**TASK GOAL**.
Copy the records below word for word and line by line, leaving out the pictures.
· · ·
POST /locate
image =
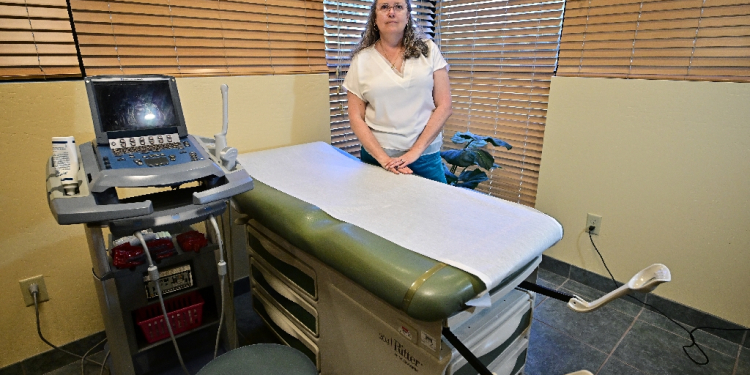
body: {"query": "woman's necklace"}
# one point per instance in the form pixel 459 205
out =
· · ·
**WRITTEN SOLUTION**.
POST /locate
image =
body: {"query": "woman's necklace"}
# one point per instance in the form pixel 459 205
out =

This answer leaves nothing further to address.